- **CHALLENGES**
1 > In the post about guitarists and writing, which finger did The Edge wear the slide on?
2 > Copy out the rows word for word, from the line that contains "Can you find the framed" through the last row, including both of those lines.

*** TEXT TO READ

One of the things I've learned from Jay Lake's blog posts ([livejournal.com profile] jaylake ), is that you can apply ideas and lessons learned from one art form and extend it into other forms.  In that spirit...

I was watching a documentary with my wife: It Might Get Loud--which, if you are a guitarist of any sort, you really should watch.  Heck even if you aren't a guitarist or musician at all I think it's a fascinating documentary.   In any case during a scene in which the three principles, that is the guitarists Jimmy Page, The Edge, and Jack Whyte are all jamming together playing slide guitar, on the song In My Time of Dying,  I noticed something.  Something that if you weren't a guitarist you might not have picked up.  Heck, perhaps even if you were it might have slipped past the eye.  (Thanks to my TiVO, I could go back and check.)  Each of the three guitarists had the slide on a different finger.  Jack had it on his pinky, Jimmy on his ring finger, and The Edge had it on his middle finger.  All three jamming together, playing the same song.  Going about it in each their own way.

There's no "right way" to play with a slide.  There's no finger you must put the slide on to play slide.  Folks just learn a certain way to do it, and that's what they use.  And that's what hit me about this.  Three virtuosos on the guitar, each knows the instrument better than most of us know our spouses.  Probably spend more time with them too.  But they each play it in their own way.  Sometimes in subtle little ways.  The lesson I took away from that scene was that there are many ways to approach the same story, the same result.  None is more right than the others.   Be wary of anyone trying to sell you on "the way" to do anything.  In fact if someone tries to tell you "the way" to write (or any other endeavor I can think of for that matter) run away. 

There's another scene where The Edge is teaching the others I Will Follow,  and he talks about finding the particular voicing he wants on chords.  (In the case of this song he's talks about the E chord)  One of the great things about playing a guitar (or many of the other strummed multi-stringed instruments) as opposed to playing, say clarinet, is that there isn't one set way to play a note.  And because you can play the same note in several ways, you can play the same chord, in various different ways.   Choice matters.  An E chord played in the most common open string position sounds different than the same notes configured differently on the guitar in other hand positions.  He talks about being very economical and careful about selecting not just the chords he wants to use, but the character those voicings of the chord will lend to the song.  He talks about getting the struggle to get the sound he can hear in his head to come out of the speaker.  Voice matters.  One of the things I'm learning about writing through editing is that the stories that stick with me the best, the ones that suck me in, more than a good plot, or intriguing world, or anything else, are the stories that have a strong voice.  Voice matters.

******
*** ENTRIES

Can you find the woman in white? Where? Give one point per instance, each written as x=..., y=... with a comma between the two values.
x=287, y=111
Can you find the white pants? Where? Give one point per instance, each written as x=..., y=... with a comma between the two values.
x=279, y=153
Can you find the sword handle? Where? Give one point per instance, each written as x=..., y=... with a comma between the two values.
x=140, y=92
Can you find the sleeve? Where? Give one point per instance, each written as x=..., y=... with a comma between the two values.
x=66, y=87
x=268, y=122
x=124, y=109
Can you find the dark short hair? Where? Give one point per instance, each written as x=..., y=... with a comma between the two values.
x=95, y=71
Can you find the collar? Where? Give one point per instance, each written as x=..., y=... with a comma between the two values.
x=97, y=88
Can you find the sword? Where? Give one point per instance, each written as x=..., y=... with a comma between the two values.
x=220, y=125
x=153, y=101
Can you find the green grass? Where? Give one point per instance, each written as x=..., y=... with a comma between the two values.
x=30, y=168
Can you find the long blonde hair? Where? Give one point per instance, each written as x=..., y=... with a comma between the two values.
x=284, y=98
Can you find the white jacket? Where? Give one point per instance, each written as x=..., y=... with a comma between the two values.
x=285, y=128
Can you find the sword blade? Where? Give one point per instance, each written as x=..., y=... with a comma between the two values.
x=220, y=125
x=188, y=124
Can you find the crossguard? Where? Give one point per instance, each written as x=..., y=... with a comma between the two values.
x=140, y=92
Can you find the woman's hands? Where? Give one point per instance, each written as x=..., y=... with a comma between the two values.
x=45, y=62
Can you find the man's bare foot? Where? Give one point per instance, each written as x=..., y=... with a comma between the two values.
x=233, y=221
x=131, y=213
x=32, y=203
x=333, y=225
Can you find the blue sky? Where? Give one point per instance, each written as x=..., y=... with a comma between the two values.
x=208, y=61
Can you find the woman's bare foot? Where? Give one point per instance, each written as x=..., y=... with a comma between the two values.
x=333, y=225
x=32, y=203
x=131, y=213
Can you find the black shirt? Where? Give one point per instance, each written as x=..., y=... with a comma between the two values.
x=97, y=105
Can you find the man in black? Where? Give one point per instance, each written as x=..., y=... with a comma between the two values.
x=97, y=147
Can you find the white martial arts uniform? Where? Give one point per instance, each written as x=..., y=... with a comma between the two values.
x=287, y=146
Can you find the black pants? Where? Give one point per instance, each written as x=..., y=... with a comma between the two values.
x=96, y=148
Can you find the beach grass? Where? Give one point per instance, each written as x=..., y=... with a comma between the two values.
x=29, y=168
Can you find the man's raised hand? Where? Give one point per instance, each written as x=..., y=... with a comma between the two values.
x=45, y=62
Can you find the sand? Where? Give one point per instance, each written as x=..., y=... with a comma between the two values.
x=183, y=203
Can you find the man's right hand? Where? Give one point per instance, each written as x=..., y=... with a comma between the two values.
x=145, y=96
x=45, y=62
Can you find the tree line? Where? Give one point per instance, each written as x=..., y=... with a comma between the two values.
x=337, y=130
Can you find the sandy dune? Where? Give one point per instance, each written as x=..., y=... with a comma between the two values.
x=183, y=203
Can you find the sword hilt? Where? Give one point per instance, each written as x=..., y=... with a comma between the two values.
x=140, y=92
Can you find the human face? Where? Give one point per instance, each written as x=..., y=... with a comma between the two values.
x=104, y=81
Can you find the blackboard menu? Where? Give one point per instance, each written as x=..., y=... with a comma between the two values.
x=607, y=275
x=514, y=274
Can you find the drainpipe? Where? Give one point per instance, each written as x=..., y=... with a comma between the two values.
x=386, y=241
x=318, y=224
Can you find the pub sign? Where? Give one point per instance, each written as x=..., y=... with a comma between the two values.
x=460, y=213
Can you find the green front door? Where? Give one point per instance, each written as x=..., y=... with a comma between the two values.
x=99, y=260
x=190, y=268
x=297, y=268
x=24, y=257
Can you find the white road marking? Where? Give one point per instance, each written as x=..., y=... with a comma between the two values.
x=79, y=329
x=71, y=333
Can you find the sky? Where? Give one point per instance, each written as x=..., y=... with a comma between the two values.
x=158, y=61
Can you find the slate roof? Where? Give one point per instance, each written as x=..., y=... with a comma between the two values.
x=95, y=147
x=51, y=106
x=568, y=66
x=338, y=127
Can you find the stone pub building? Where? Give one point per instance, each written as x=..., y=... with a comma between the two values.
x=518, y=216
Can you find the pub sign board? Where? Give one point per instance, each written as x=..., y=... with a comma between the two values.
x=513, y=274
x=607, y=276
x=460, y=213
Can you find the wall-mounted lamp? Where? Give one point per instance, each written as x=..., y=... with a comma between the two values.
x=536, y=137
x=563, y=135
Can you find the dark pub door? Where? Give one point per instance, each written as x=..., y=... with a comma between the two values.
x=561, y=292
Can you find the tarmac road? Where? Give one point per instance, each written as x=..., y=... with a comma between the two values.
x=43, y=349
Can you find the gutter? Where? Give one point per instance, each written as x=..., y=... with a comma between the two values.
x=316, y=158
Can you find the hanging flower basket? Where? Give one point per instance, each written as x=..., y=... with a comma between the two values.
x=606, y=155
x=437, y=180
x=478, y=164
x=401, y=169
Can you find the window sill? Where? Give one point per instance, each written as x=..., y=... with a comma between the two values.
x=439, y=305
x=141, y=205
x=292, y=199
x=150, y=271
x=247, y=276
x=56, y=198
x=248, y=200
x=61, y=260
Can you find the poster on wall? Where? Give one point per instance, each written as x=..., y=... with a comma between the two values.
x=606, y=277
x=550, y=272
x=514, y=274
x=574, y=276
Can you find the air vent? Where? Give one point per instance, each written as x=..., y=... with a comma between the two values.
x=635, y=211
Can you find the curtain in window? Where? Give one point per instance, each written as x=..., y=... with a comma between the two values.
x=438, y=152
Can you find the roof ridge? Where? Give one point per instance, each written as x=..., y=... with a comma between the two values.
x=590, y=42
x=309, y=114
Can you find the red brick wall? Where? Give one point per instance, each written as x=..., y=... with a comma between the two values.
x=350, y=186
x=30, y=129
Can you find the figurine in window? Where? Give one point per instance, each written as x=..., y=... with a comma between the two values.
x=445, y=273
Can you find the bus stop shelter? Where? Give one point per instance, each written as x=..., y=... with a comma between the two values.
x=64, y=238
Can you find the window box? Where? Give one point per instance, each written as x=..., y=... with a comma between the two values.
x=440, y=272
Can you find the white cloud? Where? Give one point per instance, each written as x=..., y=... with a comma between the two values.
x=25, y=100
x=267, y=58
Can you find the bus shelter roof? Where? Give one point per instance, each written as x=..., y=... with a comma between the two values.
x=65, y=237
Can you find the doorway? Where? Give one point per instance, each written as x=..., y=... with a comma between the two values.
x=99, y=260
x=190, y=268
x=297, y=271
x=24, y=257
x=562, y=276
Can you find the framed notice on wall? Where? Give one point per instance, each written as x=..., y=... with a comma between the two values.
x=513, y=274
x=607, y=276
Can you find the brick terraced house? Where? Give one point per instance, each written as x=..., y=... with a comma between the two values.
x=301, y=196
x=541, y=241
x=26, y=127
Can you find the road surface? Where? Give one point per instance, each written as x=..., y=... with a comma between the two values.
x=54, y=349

******

- **SOLUTIONS TO THE TASKS**
1 > His middle finger.

2 >
Can you find the framed notice on wall? Where? Give one point per instance, each written as x=..., y=... with a comma between the two values.
x=513, y=274
x=607, y=276
Can you find the brick terraced house? Where? Give one point per instance, each written as x=..., y=... with a comma between the two values.
x=301, y=196
x=541, y=241
x=26, y=127
Can you find the road surface? Where? Give one point per instance, each written as x=..., y=... with a comma between the two values.
x=54, y=349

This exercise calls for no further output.